- TASK BRIEF:
Go through the records underneath and write each one out again exactly.

- SOURCE MATERIAL:
╔══
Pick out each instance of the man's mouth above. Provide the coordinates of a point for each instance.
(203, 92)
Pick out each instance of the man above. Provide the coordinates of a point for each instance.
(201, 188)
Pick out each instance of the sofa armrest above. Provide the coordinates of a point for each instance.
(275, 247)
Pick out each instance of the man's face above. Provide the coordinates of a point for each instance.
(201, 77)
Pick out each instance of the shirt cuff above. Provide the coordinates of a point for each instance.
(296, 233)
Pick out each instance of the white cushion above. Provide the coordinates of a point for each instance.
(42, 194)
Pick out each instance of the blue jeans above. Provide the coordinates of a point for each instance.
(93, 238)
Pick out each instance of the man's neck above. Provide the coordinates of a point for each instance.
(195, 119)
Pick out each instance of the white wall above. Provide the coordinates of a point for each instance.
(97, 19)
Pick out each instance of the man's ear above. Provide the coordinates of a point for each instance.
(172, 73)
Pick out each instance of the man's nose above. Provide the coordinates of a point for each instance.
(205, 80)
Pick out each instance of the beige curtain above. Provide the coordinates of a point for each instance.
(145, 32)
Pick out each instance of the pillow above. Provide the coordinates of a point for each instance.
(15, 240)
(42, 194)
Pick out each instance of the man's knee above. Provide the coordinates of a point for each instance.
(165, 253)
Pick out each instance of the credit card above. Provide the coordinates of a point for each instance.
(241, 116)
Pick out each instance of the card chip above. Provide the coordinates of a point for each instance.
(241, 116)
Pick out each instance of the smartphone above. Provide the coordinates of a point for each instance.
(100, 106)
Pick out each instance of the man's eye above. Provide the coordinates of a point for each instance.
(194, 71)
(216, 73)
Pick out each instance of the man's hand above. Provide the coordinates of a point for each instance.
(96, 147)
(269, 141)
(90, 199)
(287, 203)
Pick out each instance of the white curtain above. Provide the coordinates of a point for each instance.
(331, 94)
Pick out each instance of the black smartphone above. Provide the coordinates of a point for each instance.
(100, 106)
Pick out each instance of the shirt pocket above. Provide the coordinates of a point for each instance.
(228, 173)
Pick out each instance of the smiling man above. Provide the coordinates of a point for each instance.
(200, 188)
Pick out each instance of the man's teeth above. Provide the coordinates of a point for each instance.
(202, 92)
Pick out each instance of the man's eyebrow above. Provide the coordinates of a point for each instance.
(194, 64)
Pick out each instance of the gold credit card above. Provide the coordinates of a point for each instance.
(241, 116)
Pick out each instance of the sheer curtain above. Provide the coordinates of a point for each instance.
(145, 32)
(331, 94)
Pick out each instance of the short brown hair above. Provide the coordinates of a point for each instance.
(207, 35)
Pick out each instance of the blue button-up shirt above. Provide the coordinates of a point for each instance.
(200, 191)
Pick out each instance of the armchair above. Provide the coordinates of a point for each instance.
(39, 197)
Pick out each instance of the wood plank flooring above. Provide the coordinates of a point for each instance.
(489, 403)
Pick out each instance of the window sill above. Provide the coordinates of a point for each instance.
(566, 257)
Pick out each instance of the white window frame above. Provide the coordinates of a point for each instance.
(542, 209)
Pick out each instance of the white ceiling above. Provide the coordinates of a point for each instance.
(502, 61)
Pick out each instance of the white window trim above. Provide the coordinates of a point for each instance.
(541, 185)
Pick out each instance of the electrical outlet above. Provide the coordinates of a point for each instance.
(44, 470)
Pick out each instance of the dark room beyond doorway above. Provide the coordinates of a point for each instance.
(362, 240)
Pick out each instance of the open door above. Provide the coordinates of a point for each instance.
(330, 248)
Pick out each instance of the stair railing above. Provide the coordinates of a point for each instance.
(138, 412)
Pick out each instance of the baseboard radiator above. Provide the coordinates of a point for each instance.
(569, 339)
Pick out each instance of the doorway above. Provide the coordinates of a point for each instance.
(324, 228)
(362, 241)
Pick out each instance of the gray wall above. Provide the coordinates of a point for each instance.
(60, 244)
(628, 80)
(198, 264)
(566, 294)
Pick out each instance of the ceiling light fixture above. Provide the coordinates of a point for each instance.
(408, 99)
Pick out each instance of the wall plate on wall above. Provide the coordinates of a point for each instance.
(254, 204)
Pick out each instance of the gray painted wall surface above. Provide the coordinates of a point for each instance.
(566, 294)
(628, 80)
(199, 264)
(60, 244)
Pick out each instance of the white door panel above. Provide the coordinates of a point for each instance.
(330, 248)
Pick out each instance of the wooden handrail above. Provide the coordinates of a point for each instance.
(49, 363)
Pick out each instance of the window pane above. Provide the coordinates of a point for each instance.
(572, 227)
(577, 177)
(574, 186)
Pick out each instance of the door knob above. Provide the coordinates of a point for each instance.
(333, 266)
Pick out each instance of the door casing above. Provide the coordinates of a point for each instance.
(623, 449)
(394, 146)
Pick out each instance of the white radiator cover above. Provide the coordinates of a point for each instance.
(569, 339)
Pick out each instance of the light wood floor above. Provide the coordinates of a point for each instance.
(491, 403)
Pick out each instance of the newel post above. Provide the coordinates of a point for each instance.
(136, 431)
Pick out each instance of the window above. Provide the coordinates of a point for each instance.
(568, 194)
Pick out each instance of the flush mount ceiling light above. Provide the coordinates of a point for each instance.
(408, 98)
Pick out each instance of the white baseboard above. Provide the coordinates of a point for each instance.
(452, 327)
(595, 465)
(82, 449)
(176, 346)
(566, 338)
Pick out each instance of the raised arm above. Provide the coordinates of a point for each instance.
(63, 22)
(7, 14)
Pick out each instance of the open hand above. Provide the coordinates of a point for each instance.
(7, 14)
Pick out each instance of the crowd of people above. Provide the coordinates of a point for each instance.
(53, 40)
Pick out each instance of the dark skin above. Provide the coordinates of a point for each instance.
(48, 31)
╚══
- ANSWER SPACE:
Pick out each instance of the man's mouth above. Provide the coordinates of a point for each instance.
(203, 92)
Pick out each instance of the man above. Provide the coordinates of a point for each instance.
(201, 188)
Pick out each instance of the sofa armrest above. Provide the coordinates of a point for each instance.
(275, 247)
Pick out each instance of the man's face above. Provide the coordinates of a point for each instance.
(201, 77)
Pick out each instance of the shirt cuff above. Provide the coordinates of a point for each instance.
(296, 233)
Pick out each instance of the white cushion above. Provide the coordinates of a point for each instance.
(42, 194)
Pick out each instance of the blue jeans above. Provide the coordinates of a point for each instance.
(93, 238)
Pick out each instance of the man's neck above. Provide the coordinates of a point for each instance.
(195, 119)
Pick out each instance of the white wall above. Provide the coordinates of a point for each instance.
(97, 19)
Pick out each instance of the man's ear above. Provide the coordinates of a point for each instance.
(172, 73)
Pick out each instance of the man's nose above. Provide the coordinates of a point for each instance.
(205, 80)
Pick out each instance of the beige curtain above. Provide the coordinates of a point for each instance.
(145, 32)
Pick out each instance of the pillow above. Provide the coordinates of a point for each instance.
(15, 240)
(42, 194)
Pick out each instance of the man's knee above. Provide the coordinates of a point for each instance.
(165, 253)
Pick out each instance of the credit card above. Provide the coordinates of a point for each instance.
(241, 116)
Pick out each instance of the card chip above. Provide the coordinates of a point for each instance.
(241, 116)
Pick out each instance of the smartphone above. Provide the coordinates of a point for each instance.
(100, 106)
Pick out each instance of the man's eye above. Provide the coordinates of a point for each instance.
(194, 71)
(216, 73)
Pick out each instance of the man's hand above. Provide the coordinates of a point for each instance.
(96, 147)
(269, 141)
(90, 199)
(287, 203)
Pick out each instance of the white curtain above. Provide the coordinates of a point for each instance.
(331, 94)
Pick out each instance of the black smartphone above. Provide the coordinates of a point for each instance.
(100, 106)
Pick out each instance of the shirt pocket above. Provide the coordinates of a point for each instance.
(228, 173)
Pick out each instance of the smiling man above. Provide the coordinates of a point for each instance.
(200, 188)
Pick out each instance of the man's teeth above. Provide the coordinates of a point for each instance.
(202, 92)
Pick out each instance of the man's eyebrow above. Provide the coordinates of a point for each instance.
(194, 64)
Pick out each instance of the gold credit card above. Provide the coordinates of a point for each instance.
(241, 116)
Pick out each instance of the sheer curtain above. Provide the coordinates of a point for each instance.
(145, 32)
(331, 94)
Pick out each instance of the short brown hair above. Provide the coordinates of a point for each instance.
(207, 35)
Pick out each instance of the blue button-up shirt above. Provide the coordinates of a point for each instance.
(200, 191)
Pick out each instance of the armchair above. Provide the coordinates of a point for each instance.
(39, 197)
Pick out each instance of the wood plank flooring above. Provide the coordinates of a point for each instance.
(489, 403)
Pick out each instance of the window sill above. Provide the coordinates of a point for each instance.
(566, 257)
Pick out each instance of the white window frame above. Provide the coordinates of a point for each instance.
(542, 209)
Pick out each instance of the white ceiling above. Provide the coordinates of a point for each instance.
(502, 61)
Pick out each instance of the white window trim above. Provide the coordinates of a point for each instance.
(541, 185)
Pick out each instance of the electrical outlet above. Provide the coordinates of a point for each instance.
(44, 470)
Pick out each instance of the dark room beyond doorway above. Provide the coordinates of a point for each instance.
(362, 240)
Pick out each instance of the open door above. Provide the coordinates of a point for each instance.
(330, 248)
Pick out each instance of the stair railing above. Provide the coordinates of a point for each instance.
(138, 412)
Pick out each instance of the baseboard radiator above. Provide the coordinates of a point for each instance.
(569, 339)
Pick out each instance of the doorway above. Provide the coordinates of a point for each instance.
(324, 228)
(362, 241)
Pick out each instance of the gray wall above. Provide the coordinates of a point for each instance.
(60, 244)
(628, 80)
(198, 264)
(566, 294)
Pick out each instance of the ceiling light fixture above. Provide the coordinates of a point for each instance.
(408, 99)
Pick out each instance of the wall plate on wall above. Provide the coordinates of a point for each instance.
(254, 204)
Pick out each instance of the gray painted wall surface above. Provide the coordinates of a point for each instance.
(566, 294)
(628, 80)
(199, 264)
(60, 244)
Pick out each instance of the white door panel above. Provide the coordinates of a point for each instance.
(330, 248)
Pick out each instance of the wooden handrail above. Provide the coordinates of a point for each instance.
(49, 363)
Pick out each instance of the window pane above. Provide the coordinates of a point for each instance.
(572, 227)
(577, 177)
(574, 186)
Pick out each instance of the door knob above. Provide the coordinates of a point for each instance.
(333, 266)
Pick out each instance of the door casing above. Provide the coordinates of a point for each instance.
(623, 449)
(394, 146)
Pick out each instance of the white radiator cover above. Provide the coordinates of a point for each instance.
(569, 339)
Pick out each instance of the light wood floor above. Provide the coordinates of a point for each instance.
(491, 403)
Pick out each instance of the newel post above. Provide the coordinates of a point for each instance.
(136, 431)
Pick out each instance of the window above. Provide the coordinates of a point for each instance.
(568, 194)
Pick out each instance of the flush mount ceiling light above. Provide the coordinates of a point for each instance.
(408, 98)
Pick out each instance of the white baseboard above. Provide the coordinates of a point for each instance.
(452, 327)
(595, 465)
(82, 449)
(176, 346)
(566, 338)
Pick out each instance of the raised arm above. Provide the coordinates of a point for each instance.
(63, 22)
(7, 14)
Pick out each instance of the open hand above. Provide the coordinates of a point for each instance.
(7, 14)
Pick out each instance of the crowd of people above. Provide the coordinates of a point for each instance.
(53, 40)
Pick out each instance of the dark skin above. Provide the coordinates of a point for each instance.
(48, 31)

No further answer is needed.